■ TEXT SEGMENT
++++++++++

WEST PALM BEACH, Fla. — Juan Soto’s encore started just before 9 a.m. on Monday, when he walked into the Washington Nationals clubhouse, glanced around with an excited look on his face and, not sure what else to do, visited each locker to shake his teammates’ hands.
Soto’s 2018 was full of firsts. His first major league at-bat. His first home run. His first time stepping into the batter’s box as a feared middle-of-the-order presence once he became one of the best teenage hitters in baseball history. There is room for more of those this year, his 20-year-old season, and he added one as soon as he stepped into the clubhouse ready to meet a handful of players and reconnect with the rest.
He had arrived for his first major league spring training.
“It’s really good to see what a nice clubhouse here,” Soto said, laughter bubbling out of a big smile. “I’ve never been on this side. It feels pretty good being with these guys again. New year, starting from the first day. Feels pretty good.”
At this time last year, Soto was another talented kid on the minor league back fields, a 19-year-old outfielder still a few years away from his big league debut. Or so everyone thought.
The Nationals signed him for $1.5 million out of the Dominican Republic when he was 16. His name floated through conversations about the team’s long-term future. He was certainly a part of it. But he wasn’t ready. Not yet. Victor Robles, another young Dominican outfielder, was the organization’s unquestioned top prospect. Soto, after missing most of 2017 with a pair of injuries, got a handful of Grapefruit League at-bats and, when camp broke for the regular season, headed to Hagerstown, Md., to begin the year with the low-Class A Suns.
Then a string of injuries to Nationals outfielders, including Robles hyperextending his left elbow, led to Soto’s surprise call-up in mid-May. That led to him hitting 22 home runs, driving in 70 runs and piling up 79 walks, the most for any teenager since 1900, in 116 games. And all of that led him to finish second in voting for National League rookie of the year, to burst into the offseason with the confidence of a veteran and, after little more than a blink, become the player who could replace Bryce Harper as the centerpiece of the Nationals’ order.

++++++++++

Dataset excerpts:

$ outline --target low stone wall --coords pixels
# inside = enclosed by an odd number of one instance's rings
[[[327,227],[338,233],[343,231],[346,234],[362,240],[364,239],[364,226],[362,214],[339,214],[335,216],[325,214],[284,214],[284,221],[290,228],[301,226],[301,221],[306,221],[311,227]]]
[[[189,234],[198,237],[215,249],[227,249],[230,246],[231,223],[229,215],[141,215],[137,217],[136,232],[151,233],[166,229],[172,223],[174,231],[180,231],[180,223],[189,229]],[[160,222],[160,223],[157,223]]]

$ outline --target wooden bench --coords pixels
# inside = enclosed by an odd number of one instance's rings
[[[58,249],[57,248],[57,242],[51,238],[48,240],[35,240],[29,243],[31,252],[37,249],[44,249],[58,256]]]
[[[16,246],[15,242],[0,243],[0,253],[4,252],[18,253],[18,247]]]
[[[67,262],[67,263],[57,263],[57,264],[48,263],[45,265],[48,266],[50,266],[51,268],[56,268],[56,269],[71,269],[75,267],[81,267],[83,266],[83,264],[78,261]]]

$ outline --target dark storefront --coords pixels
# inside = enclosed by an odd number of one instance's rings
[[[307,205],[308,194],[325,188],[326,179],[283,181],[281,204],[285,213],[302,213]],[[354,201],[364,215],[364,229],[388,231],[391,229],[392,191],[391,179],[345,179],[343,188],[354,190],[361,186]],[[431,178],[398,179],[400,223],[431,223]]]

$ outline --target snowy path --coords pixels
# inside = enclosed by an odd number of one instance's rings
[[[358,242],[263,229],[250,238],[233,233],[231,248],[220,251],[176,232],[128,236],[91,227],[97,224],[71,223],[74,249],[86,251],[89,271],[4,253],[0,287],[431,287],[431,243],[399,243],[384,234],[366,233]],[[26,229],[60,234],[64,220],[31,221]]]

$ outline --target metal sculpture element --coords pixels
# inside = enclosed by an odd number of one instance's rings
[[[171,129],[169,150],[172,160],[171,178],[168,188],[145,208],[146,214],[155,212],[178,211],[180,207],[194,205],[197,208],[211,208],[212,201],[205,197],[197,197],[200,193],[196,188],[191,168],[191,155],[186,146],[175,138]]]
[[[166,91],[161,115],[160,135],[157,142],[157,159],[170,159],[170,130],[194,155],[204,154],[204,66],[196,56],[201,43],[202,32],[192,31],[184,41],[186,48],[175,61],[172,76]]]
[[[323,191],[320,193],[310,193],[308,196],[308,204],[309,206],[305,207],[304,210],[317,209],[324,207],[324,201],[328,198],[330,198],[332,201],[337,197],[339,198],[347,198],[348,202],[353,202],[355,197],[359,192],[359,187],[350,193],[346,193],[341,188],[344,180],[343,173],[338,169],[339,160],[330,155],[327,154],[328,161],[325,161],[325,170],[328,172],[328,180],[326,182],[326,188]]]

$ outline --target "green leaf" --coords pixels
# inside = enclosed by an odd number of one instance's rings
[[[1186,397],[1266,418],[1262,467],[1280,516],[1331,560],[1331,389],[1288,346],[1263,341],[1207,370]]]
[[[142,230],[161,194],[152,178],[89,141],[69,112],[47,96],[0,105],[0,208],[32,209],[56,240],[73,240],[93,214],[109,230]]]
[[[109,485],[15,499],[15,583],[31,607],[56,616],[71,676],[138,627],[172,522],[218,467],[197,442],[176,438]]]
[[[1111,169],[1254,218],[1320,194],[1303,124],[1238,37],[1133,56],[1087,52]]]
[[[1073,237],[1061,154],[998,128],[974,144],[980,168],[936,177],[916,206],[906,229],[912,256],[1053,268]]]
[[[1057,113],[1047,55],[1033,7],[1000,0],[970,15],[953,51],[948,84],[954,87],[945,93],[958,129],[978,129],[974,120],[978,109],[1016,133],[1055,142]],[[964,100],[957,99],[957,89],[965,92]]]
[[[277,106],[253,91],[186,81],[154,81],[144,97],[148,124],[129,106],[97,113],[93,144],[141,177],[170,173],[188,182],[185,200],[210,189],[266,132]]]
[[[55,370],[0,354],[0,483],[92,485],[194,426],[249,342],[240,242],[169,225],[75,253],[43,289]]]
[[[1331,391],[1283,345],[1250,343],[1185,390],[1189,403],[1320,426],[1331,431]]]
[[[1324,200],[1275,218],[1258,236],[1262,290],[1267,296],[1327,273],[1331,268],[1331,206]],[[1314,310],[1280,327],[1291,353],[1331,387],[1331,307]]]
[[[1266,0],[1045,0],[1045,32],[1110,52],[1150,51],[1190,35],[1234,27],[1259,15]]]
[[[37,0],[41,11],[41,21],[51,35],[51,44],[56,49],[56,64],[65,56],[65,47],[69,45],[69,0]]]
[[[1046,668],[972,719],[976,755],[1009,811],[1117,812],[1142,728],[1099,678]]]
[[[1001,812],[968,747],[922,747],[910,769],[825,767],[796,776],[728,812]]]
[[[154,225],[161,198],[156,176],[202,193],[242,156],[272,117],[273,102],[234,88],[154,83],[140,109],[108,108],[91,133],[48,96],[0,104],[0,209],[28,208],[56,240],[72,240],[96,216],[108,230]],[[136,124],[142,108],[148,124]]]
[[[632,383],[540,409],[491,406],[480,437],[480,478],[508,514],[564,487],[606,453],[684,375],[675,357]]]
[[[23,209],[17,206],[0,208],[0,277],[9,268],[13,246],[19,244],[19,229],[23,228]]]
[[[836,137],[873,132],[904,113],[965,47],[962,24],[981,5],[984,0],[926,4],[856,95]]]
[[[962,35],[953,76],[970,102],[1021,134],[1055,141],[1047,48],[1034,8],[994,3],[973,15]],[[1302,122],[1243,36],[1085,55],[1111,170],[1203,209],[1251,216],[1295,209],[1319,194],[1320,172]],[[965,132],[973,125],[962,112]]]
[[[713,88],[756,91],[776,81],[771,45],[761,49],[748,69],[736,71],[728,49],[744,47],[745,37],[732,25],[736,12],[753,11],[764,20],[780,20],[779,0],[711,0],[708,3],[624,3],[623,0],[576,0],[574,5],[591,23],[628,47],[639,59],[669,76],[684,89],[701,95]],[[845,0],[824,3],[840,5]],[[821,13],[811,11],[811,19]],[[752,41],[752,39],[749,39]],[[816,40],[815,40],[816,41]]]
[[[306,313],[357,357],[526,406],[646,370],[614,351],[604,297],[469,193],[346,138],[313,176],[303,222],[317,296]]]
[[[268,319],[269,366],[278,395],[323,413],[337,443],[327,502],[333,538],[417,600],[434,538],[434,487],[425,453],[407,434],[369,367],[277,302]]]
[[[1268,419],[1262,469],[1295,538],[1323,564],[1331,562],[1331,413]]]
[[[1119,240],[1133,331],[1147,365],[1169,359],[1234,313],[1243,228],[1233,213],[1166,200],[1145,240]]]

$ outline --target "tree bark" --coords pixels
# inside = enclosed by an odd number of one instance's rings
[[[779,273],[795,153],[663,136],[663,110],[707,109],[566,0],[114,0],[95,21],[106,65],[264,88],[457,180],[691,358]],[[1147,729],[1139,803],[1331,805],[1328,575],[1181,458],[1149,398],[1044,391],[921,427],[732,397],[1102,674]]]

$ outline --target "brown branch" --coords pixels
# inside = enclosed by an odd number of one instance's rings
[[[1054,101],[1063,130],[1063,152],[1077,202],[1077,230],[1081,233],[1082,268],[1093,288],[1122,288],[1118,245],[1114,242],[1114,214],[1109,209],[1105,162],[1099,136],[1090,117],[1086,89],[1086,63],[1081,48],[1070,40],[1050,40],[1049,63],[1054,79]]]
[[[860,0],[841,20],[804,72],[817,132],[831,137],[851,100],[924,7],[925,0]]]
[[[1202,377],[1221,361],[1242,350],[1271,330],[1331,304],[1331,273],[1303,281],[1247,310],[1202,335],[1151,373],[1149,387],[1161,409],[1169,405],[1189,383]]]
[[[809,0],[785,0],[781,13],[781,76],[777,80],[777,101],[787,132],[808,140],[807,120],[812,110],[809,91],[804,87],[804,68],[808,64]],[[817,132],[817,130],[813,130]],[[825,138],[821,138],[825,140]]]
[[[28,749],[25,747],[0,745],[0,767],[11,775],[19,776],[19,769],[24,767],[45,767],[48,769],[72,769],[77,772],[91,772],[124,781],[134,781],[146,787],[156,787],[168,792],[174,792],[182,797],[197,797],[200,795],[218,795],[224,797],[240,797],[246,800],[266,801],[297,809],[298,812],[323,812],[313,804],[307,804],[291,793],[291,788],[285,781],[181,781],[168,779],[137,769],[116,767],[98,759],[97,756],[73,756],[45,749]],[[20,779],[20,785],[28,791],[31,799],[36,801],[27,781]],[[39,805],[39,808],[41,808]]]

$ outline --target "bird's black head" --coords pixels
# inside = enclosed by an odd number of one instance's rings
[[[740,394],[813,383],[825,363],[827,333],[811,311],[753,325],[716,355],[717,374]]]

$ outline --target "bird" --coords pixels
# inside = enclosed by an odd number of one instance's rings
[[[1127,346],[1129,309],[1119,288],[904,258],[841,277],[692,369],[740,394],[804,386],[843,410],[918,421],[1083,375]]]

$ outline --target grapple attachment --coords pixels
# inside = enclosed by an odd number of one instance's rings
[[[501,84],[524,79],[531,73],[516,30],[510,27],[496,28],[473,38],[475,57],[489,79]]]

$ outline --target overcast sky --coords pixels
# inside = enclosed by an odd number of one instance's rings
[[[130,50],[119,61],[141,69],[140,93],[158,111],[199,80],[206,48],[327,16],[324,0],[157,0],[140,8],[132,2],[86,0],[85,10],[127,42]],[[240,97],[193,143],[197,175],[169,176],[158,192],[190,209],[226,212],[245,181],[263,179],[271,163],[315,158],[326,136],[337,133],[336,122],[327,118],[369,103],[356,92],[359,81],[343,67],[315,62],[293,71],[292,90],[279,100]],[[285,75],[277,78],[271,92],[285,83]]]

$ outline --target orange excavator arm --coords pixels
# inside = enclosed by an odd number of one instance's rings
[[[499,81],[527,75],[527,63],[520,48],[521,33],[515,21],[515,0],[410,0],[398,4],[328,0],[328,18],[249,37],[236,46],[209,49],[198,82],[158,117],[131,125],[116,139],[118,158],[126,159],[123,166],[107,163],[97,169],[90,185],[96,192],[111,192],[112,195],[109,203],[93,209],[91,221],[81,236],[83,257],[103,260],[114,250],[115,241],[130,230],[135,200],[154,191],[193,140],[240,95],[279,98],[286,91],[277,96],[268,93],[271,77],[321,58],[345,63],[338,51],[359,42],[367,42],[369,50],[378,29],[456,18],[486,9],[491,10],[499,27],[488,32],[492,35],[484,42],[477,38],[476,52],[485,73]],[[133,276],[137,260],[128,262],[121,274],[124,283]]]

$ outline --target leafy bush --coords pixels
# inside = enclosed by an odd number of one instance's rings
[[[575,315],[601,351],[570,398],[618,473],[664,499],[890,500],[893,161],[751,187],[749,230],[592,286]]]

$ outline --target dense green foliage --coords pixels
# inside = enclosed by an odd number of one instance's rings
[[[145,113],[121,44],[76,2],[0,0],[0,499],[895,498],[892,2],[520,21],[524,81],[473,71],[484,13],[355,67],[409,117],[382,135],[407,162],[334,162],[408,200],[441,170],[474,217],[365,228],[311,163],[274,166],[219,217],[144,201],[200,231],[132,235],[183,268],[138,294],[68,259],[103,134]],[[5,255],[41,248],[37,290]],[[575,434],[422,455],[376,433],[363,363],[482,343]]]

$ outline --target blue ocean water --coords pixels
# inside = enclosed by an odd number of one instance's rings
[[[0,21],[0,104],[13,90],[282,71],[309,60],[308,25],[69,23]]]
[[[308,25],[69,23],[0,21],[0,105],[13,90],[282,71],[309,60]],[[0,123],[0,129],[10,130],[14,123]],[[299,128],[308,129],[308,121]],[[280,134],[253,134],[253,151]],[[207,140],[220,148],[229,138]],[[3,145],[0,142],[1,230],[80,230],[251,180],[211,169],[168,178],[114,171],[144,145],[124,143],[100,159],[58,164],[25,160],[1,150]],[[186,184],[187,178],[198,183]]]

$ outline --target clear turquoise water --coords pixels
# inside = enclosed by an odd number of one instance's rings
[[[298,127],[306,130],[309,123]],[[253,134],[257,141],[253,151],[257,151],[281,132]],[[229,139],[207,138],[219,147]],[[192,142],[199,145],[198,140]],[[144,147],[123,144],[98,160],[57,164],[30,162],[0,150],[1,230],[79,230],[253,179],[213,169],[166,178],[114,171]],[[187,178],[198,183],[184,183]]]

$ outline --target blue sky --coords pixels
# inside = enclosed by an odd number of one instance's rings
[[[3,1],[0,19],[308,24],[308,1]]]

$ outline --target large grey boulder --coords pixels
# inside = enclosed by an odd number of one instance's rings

++++++++++

■ INSTRUCTIONS FOR THE TASK
Carry on the article about Juan Soto's first major league spring training with the Nationals, starting after its final sentence.

■ EXERCISE RESULT
In Soto baseball showed, yet again, the difference a year can make. Now he is tasked with continuing to make a difference.
“For me, it’s keeping him grounded,” Manager Dave Martinez said of what Soto may be capable of in Year 2. “The biggest thing for me is not to try to do more. Just go out there. He’s really good at taking his walks, and just playing the game. I want him to continue having fun and just play the game.”
His first morning of spring training included some housekeeping, as Soto leaped onto the red chair in front of his locker and started organizing bats on the top shelf. Pitchers and catchers reported Wednesday, and there was now a renewed energy with position players trickling in. New second baseman Brian Dozier settled in and introduced himself to the guys. Michael A. Taylor appeared in the room and, while looking at the sun through a long and skinny window, said, “Wow, it’s bright in here.” There were laughs. Everything felt fresh again.
Soto stayed fiddling with his new gear, balancing his bats just so, sticking a shiny red helmet in the back of his stall, straightening three boxes of cleats that hadn’t been opened. Once Soto looked up, and a small group of reporters circled around, Howie Kendrick found a window in the crowd and pointed a camera in Soto’s direction.
“This is for my book,” Kendrick said as he focused his lens. “That’s Juan Soto! If I put this on my Instagram, it’s going to blow up.”
Kendrick’s camera clicked away. Soto’s face became a light shade of red and, through a grin, he kept answering questions about what’s behind him and what may lie ahead.
“He’s happy, loves the game. He goes 0 for 4, he’s, ‘No big deal’ and right back at it,” Kendrick, a 35-year-old utility man, said later in the day. “I played with another guy that was just like that, and his name was Mike Trout. The guy came in and would play the game, wanted to win every day and just had a great attitude every single day. And I see a lot of those same similarities in Juan.”
The lofty comparisons are nothing new. Soto spent last summer approaching, or passing, numbers posted by Harper, Mel Ott, Ken Griffey Jr. or Mickey Mantle at the same age. He could be linked to Harper for years, because they both broke into the majors at 19 and there’s a chance Soto also settles into the third spot of the Nationals’ order. But Martinez doesn’t want Soto to feel pressure to be Harper or Griffey, or to reach any expectations set by his standout rookie year. He wants Soto to be himself, stay patient, keep looking for the best pitches to swing at, and take it from there.
And to help Soto not think so much about hitting, Martinez is going to challenge him in the field and on the base paths this spring. Soto is working on his arm strength in left field. He is always trying to get faster. If pitchers tweak their approach to him once the season begins, Soto and his coaches are confident he can make the next adjustment to remain far ahead.
“I told him, ‘Don’t put any numbers in your head,’ ” Martinez said, as if it were easy to avoid wondering what Soto can do with a year’s worth of experience. Maybe Soto can put that out of his mind. Everyone else is sure to have trouble.